** start **

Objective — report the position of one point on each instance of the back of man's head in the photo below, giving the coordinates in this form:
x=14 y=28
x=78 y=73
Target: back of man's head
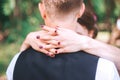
x=61 y=7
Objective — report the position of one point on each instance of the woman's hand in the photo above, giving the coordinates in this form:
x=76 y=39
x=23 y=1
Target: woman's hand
x=66 y=40
x=39 y=41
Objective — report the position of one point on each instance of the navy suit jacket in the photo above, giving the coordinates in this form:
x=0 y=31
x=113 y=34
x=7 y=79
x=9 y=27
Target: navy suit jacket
x=33 y=65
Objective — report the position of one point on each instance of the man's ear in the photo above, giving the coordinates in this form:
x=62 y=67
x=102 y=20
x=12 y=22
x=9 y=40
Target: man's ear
x=82 y=9
x=42 y=10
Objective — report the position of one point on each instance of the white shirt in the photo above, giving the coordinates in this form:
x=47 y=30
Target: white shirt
x=106 y=70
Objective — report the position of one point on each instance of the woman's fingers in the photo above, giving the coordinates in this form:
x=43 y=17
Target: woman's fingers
x=50 y=30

** end **

> TASK STATEMENT: Format all of the material above as a JSON array of strings, one string per line, skipping blank lines. Leave the picture out of the output.

> THE OUTPUT:
[
  "Objective — report the position of one point on each instance of the back of man's head in the photo below, giving the coordinates in this form:",
  "x=14 y=28",
  "x=78 y=73",
  "Target: back of man's head",
  "x=61 y=7",
  "Objective — report the position of one point on each instance of the woman's hand in the photo above, giving the coordinates in this form:",
  "x=76 y=39",
  "x=23 y=1",
  "Target: woman's hand",
  "x=66 y=40",
  "x=39 y=41",
  "Objective — report the position of one point on each instance of the navy suit jacket in the photo above, giving the coordinates in this form:",
  "x=0 y=31",
  "x=113 y=34",
  "x=7 y=79",
  "x=9 y=27",
  "Target: navy suit jacket",
  "x=33 y=65",
  "Objective — report the position of one point on each instance of the man's ear in the photo above, giving the coordinates in this form:",
  "x=62 y=67",
  "x=102 y=20",
  "x=12 y=22",
  "x=9 y=40",
  "Target: man's ear",
  "x=82 y=9",
  "x=42 y=10",
  "Objective — report the position of one point on each instance of the white shirt in the photo above, giving the coordinates in this form:",
  "x=47 y=30",
  "Target: white shirt",
  "x=106 y=70",
  "Objective — report the position of one point on each instance of the woman's fingers in the photo above, giving the coordinates in this form:",
  "x=43 y=17",
  "Target: woman's fingers",
  "x=50 y=30"
]